### PAGE EXTRACT
Columbia College Chicago Theatre Alum Explores Her Biracial Identity in Solo Show at St. Paul’s Penumbra Theatre Through Feb. 18

Khanisha Foster (Photo: Caroline Yang)

Columbia College Chicago Theatre Department alum Khanisha Foster ’02, a graduate of the Theatre Department’s BA Program in Acting, is performing her new solo show Joy Rebel at the Penumbra Theatre in St. Paul, Minnesota, through February 18. The show, presented as part of Penumbra’s Claude Edison Purdy Festival, draws on Foster’s life as a mixed-race artist who “has spent a lifetime refusing to color inside the lines,” according to the description on Penumbra’s website. Joy Rebel received a rave review from Minneapolis’ Star Tribune, whose critic, Rohan Preston, wrote:

“The daughter of a white grocery store heiress and a Black Panther, Foster identifies as white and black. Try telling that to the people she meets, especially in her profession. Agents, directors and casting directors see her as Latina. And one who is best fit to play, in her words, ‘maids, lesbians and disabled lesbian maids.’ . . . Joy Rebel is by turns risible and heartbreaking. But this is no pity party. With impeccable timing, Foster is mostly dispassionate as she tells her story. In fact, there are more moments of humor than pathos. How else to deal with the complicated history from which she springs? . . . Foster seems to regard her background as a blessing. It’s the source of so many stories, after all. And even as she mines it for material, it becomes a vehicle for her to do something that the world, with its boxes and binary divisions, stubbornly refuses to let her do — define herself. In this show, she gets to hold up a mirror so people can see their imaginative limitations and, perhaps, gain the freedom she craves.”

### PROBLEMS TO SOLVE
(a) According to the Joy Rebel article, where is Khanisha Foster performing her solo show?
(b) Carry on writing the Joy Rebel article from the end of the Star Tribune quote.

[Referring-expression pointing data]

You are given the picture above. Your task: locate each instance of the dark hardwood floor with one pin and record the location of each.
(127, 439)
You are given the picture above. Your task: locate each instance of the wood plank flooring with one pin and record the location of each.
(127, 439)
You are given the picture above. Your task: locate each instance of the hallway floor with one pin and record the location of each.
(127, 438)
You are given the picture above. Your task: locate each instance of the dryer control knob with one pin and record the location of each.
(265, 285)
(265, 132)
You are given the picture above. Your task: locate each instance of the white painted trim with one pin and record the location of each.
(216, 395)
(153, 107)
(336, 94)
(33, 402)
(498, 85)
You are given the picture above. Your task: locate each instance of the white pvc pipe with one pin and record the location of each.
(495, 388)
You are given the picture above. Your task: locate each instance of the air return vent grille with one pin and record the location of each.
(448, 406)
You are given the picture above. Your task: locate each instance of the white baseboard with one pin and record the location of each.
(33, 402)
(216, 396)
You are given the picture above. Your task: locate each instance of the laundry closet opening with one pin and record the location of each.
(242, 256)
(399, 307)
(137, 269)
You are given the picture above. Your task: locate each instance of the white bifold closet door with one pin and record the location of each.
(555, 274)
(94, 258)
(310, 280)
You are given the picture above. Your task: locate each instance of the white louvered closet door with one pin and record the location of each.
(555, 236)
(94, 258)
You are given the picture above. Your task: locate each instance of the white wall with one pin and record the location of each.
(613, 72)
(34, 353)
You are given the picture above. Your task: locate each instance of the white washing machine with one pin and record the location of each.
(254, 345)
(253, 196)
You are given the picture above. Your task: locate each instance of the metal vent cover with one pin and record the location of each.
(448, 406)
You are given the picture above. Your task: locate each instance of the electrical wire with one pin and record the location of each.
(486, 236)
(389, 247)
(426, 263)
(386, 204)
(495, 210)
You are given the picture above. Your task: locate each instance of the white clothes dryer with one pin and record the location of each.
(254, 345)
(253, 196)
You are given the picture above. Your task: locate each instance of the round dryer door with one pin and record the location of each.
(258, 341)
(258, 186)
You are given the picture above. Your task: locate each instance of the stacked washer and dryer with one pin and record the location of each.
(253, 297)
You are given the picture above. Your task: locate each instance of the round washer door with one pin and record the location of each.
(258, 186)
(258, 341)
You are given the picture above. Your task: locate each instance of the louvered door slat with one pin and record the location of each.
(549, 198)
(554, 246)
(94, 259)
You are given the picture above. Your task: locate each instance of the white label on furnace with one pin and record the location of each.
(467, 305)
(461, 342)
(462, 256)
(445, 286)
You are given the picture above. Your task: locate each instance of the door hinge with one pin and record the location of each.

### ANSWERS PROVIDED
(a) At the Penumbra Theatre in St. Paul, Minnesota.

(b)
As reported previously in this blog, Foster — an actor, writer, director, and teacher in the Los Angeles area — is the recipient of a Fox Foundation Resident Actor Fellowship for Exceptional Merit from the William & Eva Fox Foundation and the Theatre Communications Group. Foster was cited by American Theatre magazine in its “Role Call: People to Watch” feature on “6 Theatre Workers You Should Know,” published in its January 2017 issue. The article quoted Foster as saying: “My mixedness is core to my work and my being. I identify as mixed. I identify as black. I identify as white. I am perceived as many other things. As a young artist I was told to blend in, to be what people saw me as. I found out the hard way that when you blend in you disappear. I write about being seen — or actually, I write about being invisible.” A native of the Chicago suburb of Evanston, Foster is married to her fellow Columbia College Theatre Department alum Tony Sancho ’01, also a graduate of Columbia’s Acting BA program.